== TASK INPUT

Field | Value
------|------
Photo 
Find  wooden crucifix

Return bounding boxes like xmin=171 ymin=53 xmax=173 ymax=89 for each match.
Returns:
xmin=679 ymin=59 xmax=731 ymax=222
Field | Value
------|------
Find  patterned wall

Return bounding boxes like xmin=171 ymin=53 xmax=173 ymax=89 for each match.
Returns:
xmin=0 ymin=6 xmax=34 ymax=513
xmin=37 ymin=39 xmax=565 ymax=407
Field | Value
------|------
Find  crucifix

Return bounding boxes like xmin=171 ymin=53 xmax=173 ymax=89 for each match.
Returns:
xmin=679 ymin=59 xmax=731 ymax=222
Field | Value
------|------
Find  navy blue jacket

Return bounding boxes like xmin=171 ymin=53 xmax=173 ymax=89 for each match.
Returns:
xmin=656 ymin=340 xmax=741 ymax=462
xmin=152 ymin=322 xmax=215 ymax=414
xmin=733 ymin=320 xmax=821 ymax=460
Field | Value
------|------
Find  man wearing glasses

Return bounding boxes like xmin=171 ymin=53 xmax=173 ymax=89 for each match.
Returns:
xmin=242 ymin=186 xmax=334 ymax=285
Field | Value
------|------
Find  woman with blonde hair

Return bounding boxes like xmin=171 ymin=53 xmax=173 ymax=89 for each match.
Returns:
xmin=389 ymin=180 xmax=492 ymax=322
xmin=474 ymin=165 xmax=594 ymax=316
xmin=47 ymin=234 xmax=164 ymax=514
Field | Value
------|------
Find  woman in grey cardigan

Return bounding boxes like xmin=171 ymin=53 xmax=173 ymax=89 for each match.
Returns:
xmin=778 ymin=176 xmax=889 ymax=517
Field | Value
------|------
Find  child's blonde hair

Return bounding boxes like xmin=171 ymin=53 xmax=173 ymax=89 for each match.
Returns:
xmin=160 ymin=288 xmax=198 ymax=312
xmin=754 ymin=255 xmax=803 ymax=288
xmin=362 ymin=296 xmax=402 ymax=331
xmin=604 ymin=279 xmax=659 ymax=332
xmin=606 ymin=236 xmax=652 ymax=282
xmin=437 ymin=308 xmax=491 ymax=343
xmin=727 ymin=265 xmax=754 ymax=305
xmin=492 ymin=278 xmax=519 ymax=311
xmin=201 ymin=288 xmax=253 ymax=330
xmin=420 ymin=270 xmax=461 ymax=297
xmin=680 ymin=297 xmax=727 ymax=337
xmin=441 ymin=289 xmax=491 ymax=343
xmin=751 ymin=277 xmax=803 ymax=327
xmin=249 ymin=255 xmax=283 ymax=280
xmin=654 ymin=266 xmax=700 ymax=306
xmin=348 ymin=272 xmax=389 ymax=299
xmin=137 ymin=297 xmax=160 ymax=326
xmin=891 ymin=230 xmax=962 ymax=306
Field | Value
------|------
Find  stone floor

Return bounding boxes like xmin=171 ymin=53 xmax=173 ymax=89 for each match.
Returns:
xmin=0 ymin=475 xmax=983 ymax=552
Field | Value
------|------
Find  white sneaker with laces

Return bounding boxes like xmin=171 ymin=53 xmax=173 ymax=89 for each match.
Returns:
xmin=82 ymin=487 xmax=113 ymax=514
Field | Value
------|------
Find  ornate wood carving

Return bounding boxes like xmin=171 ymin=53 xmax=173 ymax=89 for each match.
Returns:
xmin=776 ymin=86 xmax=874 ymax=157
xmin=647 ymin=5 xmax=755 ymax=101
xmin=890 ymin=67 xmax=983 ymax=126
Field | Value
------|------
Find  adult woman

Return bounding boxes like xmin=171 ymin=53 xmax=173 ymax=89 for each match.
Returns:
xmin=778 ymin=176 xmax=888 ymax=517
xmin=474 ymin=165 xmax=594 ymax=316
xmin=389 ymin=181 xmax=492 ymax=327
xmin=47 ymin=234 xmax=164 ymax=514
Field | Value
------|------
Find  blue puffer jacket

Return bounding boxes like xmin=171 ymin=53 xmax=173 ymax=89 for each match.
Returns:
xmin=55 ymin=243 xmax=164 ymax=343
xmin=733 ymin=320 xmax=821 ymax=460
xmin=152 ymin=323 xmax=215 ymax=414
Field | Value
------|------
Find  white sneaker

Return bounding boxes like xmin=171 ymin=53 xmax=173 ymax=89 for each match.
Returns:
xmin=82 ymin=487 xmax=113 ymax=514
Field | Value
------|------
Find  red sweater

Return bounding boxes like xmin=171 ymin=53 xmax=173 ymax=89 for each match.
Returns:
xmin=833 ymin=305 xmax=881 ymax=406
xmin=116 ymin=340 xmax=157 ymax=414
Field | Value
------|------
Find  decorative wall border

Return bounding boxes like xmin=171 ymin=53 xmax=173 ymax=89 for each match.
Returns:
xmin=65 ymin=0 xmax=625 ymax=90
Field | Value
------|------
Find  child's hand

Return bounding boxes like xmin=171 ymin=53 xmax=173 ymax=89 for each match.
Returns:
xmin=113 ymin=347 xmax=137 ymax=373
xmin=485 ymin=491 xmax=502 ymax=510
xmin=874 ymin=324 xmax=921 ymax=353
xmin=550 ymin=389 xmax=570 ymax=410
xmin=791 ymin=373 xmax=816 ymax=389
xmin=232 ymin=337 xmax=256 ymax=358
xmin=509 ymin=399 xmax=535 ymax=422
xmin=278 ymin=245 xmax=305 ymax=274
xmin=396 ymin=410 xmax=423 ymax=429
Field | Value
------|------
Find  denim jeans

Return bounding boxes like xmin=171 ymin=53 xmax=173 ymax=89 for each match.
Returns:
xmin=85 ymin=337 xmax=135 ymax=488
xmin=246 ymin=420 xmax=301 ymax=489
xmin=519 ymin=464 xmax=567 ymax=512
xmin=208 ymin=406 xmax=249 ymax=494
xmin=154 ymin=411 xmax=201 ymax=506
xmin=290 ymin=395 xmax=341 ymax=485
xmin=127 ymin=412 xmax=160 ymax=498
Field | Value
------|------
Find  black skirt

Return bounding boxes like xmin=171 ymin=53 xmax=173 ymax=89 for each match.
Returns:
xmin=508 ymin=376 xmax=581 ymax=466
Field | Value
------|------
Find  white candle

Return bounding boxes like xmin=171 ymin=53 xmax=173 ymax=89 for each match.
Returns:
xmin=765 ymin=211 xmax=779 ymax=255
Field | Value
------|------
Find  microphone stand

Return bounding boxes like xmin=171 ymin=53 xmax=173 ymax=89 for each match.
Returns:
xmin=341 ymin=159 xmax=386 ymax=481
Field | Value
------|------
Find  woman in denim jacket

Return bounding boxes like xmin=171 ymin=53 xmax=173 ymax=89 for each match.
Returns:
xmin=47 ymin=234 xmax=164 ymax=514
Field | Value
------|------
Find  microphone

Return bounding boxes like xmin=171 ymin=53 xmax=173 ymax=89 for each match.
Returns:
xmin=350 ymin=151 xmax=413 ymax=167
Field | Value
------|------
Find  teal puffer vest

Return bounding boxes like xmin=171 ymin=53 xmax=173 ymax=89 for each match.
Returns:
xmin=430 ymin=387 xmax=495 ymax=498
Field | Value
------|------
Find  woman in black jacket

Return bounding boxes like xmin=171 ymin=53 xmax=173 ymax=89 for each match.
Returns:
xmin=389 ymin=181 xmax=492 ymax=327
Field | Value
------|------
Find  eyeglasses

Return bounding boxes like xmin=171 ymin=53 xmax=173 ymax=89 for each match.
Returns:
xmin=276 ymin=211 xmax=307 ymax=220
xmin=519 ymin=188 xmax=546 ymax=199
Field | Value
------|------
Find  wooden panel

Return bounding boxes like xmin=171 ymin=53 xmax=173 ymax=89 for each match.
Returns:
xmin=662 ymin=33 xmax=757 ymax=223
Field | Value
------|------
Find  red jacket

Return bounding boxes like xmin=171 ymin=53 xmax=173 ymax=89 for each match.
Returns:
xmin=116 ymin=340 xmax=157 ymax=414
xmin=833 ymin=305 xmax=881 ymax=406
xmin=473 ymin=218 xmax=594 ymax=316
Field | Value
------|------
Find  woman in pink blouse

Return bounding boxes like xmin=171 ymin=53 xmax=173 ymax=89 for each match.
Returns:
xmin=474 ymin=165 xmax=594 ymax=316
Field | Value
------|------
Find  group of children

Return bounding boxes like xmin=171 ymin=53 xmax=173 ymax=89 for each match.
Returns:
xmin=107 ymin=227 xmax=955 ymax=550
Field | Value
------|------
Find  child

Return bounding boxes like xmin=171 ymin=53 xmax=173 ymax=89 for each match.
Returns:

====

-- DIRECTIONS --
Please list every line of the data above that contains the word "wall".

-- EXERCISE ANSWER --
Find  patterned wall
Find  decorative wall border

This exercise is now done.